▶ **TEXT SECTION**:
—————
Elite Fuelling – Sam Betten

The Aussie 70.3 specialist on what nutrition he uses to train and race hard

I’ve always had the theory that it’s a good idea to be very flexible with what I eat. I’ve seen many pro athletes who have very strict diets go overseas to races and fall apart mentally and physically due to not being able to find what they usually eat at home.

Personally, I know I need to be fuelling my body during training sessions and not neglecting my hydration and nutrition. Being that I have days where I’m out riding for 7hrs or more and other days where I run near enough to full marathon distance, if I don’t stay on top of what I eat and drink it can be a very long day out on the road. 

My coach Stephen Moss always uses the analogy of a Formula 1 racing car. His famous quote is that “you can’t fuel a Formula 1 car with regular unleaded pump fuel.” This goes for elite athletes and their own finely tuned engines in so much as you can’t expect to just eat a regular diet and then be able to go out and perform at the top level. 

My personal take on fuelling my body is to get back to simple foods and away from highly processed foods as much as you can. I love my berry and banana smoothies post-training as they really embody this ideal. And they taste good too, which shouldn’t be overlooked. If I make homemade pizzas I always make the base from scratch.

I try to eat vegetarian at least one day a week as well as fish once a week to mix things up. I have given up on cola-based drinks (except for a sip during long races) as I feel that these are quite possibly the worst thing you can put in your body. 

When I consume my energy gels, either in training or on race day, I make sure to wash them down with water, because if I drink them with sports drink I have found that it can lead to stomach cramps from an overdose of carbohydrates.

When it comes to racing I like to start the day with a mixture of solid food and energy bars, sports drinks and a few salt tablets. The solid food is always natural and unprocessed, which I find helps me to digest it pre-race. 

I believe in having a diet specific to my upcoming training plans as well. What this means is that if I have a recovery day ahead I will eat more salad and a protein-based dinner. If I have a big training day the following day I will tend to eat a lot more carbohydrates to ensure I’m adequately fuelled.
—————
Rewrite the part of the Sam Betten nutrition article between "When I consume" and "I’m adequately fuelled.", inclusive, replacing "salad" with "vegetables".

▶ **SOURCE DATA**:
—————
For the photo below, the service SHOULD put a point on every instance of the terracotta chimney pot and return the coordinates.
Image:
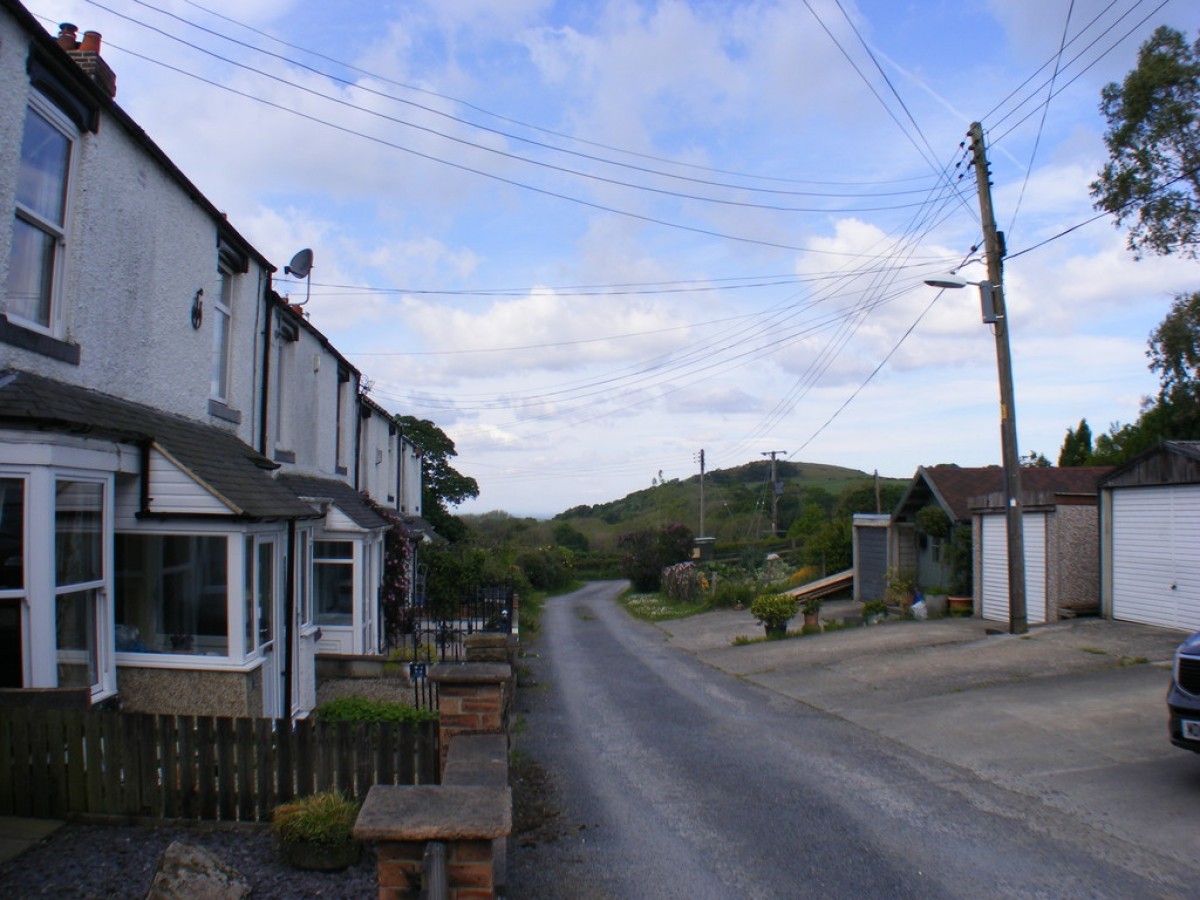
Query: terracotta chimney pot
(67, 36)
—————
▶ **FINISHED TASK**:
When I consume my energy gels, either in training or on race day, I make sure to wash them down with water, because if I drink them with sports drink I have found that it can lead to stomach cramps from an overdose of carbohydrates.

When it comes to racing I like to start the day with a mixture of solid food and energy bars, sports drinks and a few salt tablets. The solid food is always natural and unprocessed, which I find helps me to digest it pre-race. 

I believe in having a diet specific to my upcoming training plans as well. What this means is that if I have a recovery day ahead I will eat more vegetables and a protein-based dinner. If I have a big training day the following day I will tend to eat a lot more carbohydrates to ensure I’m adequately fuelled.